| Source passage |
>>

What makes America great? It is the fact that many nations merged in one New World to make a city on a hill. Over two hundred years ago, our Founding Fathers created a new nation based on liberty and equality. Our motto, E pluribus unum, expresses the fact that one new people was created out of a multitude of peoples. Each brought its strengths, ideals, and virtues to the United States of America. Because of this, America has some unique talents and virtues. We created the motion picture industry and made it great. Other nations have imitated us, but no foreign film industry has ever really competed with Hollywood. We survived many hardships, and so did our film industry. In the toughest of all times, Hollywood took the key to true success in that business. With wisdom, honesty, and integrity, the Motion Picture Production Code, which was adopted in 1934, was a guarantee for the continuance of America’s fine ideals in the film industry. America is based on equality, respect, and trust. Under the Code, the Golden Era was created, during which these American virtues flourished, since the Code truly inspires equality. All films are equal when they are sealed by the Production Code Administration, and all viewers all equal because everyone can see every film. The Code also encouraged filmmakers to aspire to greater levels of American patriotism in their films.
In 1942, Yankee Doodle Dandy was released. With James Cagney as George M. Cohan, it was a huge success. It featured dancing, singing, and a marvelous story. No one cared that it changed many details of Cohan’s life; it captured the spirit of a grand old showman. The pictures spans over sixty years, and the effect is amazing. It begins in 1942 after the opening of I’d Rather Be Right with an aged Cohan as the lead, impersonating President F. D. Roosevelt. When he is called to the White House by the President himself that evening, George is worried. Once he gets there, though, he begins to tell F. D. R. the story of his life. There is a flashback to the day of his birth, the fourth of July in 1878. As he travels through his life’s story, the audience is able to see it in vivid, lively detail. George, his mother, his father, and his sister go from the Four Cohans, a theatrical family playing all over America, to the biggest success on Broadway. The story is filled with amazing dancing from James Cagney, wonderful songs, grand numbers, heartfelt sentiment, and touching romance between him and his sweet little wife, Mary. One minute, you are laughing at the comical antics on the stage or a clever line quipped by the leading man. The next, you are sniffling at the tenderness or tragedy of a serious moment. Finally, you are marveling at the amazing talent which was possessed by the famous Vaudevillian who became hopelessly stereotyped as a gangster. I won’t tell you the whole story; I want you to see it for yourself. You can rent or buy this film at Amazon and Youtube, where it is in its glorious, original black and white form. I will just tell you what I love about this film.

<<

| Dataset excerpts |

>>

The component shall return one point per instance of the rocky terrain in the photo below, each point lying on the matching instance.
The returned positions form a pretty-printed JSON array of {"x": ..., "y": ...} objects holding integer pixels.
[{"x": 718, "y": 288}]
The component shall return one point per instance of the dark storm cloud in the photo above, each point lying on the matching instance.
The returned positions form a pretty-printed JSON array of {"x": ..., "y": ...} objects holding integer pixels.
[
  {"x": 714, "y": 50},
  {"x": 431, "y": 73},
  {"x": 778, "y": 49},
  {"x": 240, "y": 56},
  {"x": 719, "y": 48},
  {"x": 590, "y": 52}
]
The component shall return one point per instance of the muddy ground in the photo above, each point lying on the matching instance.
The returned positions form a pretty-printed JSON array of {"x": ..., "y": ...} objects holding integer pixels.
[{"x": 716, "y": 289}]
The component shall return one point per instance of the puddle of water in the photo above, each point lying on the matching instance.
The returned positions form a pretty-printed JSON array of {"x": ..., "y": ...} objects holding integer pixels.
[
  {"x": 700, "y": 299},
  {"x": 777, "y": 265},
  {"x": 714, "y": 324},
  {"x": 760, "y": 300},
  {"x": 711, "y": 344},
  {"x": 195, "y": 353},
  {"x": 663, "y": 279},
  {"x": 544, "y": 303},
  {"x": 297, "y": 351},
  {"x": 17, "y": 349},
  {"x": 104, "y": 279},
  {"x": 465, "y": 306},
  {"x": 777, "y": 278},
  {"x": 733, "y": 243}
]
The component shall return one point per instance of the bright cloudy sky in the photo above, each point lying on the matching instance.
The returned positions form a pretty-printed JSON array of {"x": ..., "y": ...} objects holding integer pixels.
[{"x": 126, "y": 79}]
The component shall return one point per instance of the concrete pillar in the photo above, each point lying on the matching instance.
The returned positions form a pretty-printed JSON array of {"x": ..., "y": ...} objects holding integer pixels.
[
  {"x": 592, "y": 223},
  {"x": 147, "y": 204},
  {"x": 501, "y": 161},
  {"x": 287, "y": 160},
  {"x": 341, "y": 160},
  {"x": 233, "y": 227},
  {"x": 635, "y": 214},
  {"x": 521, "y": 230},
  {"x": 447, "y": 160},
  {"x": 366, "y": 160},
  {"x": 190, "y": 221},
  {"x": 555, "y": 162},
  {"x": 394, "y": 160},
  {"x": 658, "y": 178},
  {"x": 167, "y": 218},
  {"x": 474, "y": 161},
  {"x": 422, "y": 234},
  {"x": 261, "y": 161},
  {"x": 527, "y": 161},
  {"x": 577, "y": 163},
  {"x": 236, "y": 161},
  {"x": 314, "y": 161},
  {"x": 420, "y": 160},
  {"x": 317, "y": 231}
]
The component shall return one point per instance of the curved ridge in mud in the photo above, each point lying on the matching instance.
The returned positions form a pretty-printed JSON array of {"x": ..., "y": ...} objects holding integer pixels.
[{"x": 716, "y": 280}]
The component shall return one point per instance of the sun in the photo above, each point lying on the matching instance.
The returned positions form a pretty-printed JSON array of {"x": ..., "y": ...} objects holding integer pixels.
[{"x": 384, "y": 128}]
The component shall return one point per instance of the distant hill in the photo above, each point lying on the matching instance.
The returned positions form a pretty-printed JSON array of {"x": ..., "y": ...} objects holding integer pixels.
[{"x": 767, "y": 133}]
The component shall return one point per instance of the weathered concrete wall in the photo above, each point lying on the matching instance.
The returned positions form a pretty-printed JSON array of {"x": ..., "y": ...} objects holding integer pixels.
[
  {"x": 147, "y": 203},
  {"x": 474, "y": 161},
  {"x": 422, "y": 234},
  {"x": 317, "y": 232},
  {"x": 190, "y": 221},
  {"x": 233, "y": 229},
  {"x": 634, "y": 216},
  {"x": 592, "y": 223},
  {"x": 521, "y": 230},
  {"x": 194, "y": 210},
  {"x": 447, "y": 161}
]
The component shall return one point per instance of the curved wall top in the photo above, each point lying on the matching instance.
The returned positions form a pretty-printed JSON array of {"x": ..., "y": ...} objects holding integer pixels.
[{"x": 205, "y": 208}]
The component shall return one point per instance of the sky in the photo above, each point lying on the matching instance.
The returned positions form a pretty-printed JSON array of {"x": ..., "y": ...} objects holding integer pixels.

<<

| To be done |
1 – According to the passage about Hollywood and Yankee Doodle Dandy, in what year was the Motion Picture Production Code adopted?
2 – Locate each line of the rows that contains the string “curved” and copy those lines.

| Solutions |
1 – 1934

2 –
The component shall return one point per instance of the curved ridge in mud in the photo above, each point lying on the matching instance.
The component shall return one point per instance of the curved wall top in the photo above, each point lying on the matching instance.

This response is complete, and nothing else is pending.